Exercise prompt :: Convert the material below into a Markdown table with two columns, Row and Line. Give each non-blank line its own row with a running number, and leave out blank lines.

Supplied entries ::
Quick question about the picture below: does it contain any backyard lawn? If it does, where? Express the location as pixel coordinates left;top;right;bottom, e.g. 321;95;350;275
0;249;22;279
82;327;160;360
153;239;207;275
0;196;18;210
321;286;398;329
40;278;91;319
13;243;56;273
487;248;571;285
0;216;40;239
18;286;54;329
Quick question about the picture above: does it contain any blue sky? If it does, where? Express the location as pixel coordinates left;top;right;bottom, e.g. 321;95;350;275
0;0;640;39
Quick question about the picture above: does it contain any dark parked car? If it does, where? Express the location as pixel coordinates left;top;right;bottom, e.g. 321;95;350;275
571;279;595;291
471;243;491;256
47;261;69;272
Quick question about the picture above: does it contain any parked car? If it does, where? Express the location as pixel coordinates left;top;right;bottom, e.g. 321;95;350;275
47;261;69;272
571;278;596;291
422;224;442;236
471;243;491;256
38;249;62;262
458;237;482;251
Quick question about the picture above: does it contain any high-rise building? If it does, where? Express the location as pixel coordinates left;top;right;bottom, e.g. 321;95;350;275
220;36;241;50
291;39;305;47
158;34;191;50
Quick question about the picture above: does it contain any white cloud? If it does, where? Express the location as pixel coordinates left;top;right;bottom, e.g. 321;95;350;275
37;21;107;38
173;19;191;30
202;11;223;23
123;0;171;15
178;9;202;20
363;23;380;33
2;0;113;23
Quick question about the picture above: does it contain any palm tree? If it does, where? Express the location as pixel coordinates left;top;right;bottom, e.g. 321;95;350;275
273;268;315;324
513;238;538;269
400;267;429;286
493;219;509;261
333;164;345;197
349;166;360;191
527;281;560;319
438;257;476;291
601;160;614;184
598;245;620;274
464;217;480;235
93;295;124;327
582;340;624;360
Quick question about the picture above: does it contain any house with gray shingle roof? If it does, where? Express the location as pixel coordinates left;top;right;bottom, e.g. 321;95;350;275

Solution below ::
| Row | Line |
|---|---|
| 1 | Quick question about the picture below: does it contain any backyard lawn? If it does, where? Express the location as pixel coordinates left;top;right;bottom, e.g. 321;95;350;275 |
| 2 | 0;249;22;279 |
| 3 | 82;327;160;360 |
| 4 | 153;239;207;275 |
| 5 | 0;196;18;210 |
| 6 | 321;286;398;329 |
| 7 | 40;278;91;319 |
| 8 | 13;243;56;273 |
| 9 | 487;248;571;285 |
| 10 | 0;216;40;239 |
| 11 | 18;286;54;329 |
| 12 | Quick question about the picture above: does it contain any blue sky? If it does, where? Express the location as pixel coordinates left;top;right;bottom, e.g. 321;95;350;275 |
| 13 | 0;0;640;39 |
| 14 | Quick question about the picture above: does it contain any dark parked car? If it does, where? Express the location as pixel coordinates left;top;right;bottom, e.g. 321;95;350;275 |
| 15 | 571;279;595;291 |
| 16 | 471;243;491;256 |
| 17 | 47;261;69;272 |
| 18 | Quick question about the picture above: does it contain any parked car? If it does, where? Express the location as pixel coordinates left;top;right;bottom, e.g. 321;95;350;275 |
| 19 | 47;261;69;272 |
| 20 | 571;278;596;291 |
| 21 | 422;224;442;236 |
| 22 | 471;243;491;256 |
| 23 | 38;249;62;262 |
| 24 | 458;237;482;251 |
| 25 | Quick question about the picture above: does it contain any high-rise building? If it does, where? Express the location as pixel coordinates left;top;right;bottom, e.g. 321;95;350;275 |
| 26 | 220;36;241;50 |
| 27 | 291;39;305;47 |
| 28 | 158;34;191;50 |
| 29 | Quick question about the picture above: does it contain any white cloud? If it does, where? Express the location as pixel coordinates left;top;right;bottom, e.g. 321;95;350;275 |
| 30 | 37;21;107;38 |
| 31 | 173;19;191;30 |
| 32 | 202;11;223;23 |
| 33 | 123;0;171;15 |
| 34 | 178;9;202;20 |
| 35 | 363;23;380;33 |
| 36 | 2;0;113;23 |
| 37 | Quick question about the picture above: does it contain any palm tree? If it does, where? Express the location as pixel coordinates left;top;right;bottom, e.g. 321;95;350;275 |
| 38 | 273;268;315;324 |
| 39 | 513;238;538;269 |
| 40 | 400;267;429;286 |
| 41 | 493;219;509;261 |
| 42 | 333;164;345;197 |
| 43 | 349;166;360;191 |
| 44 | 527;281;560;319 |
| 45 | 438;257;476;291 |
| 46 | 601;160;614;184 |
| 47 | 598;245;620;274 |
| 48 | 464;217;480;235 |
| 49 | 93;295;124;327 |
| 50 | 582;340;624;360 |
| 51 | Quick question about the picture above: does it contain any house with gray shingle roof? If it does, where? Express the location as pixel coordinates left;top;right;bottom, e.g. 321;95;350;275 |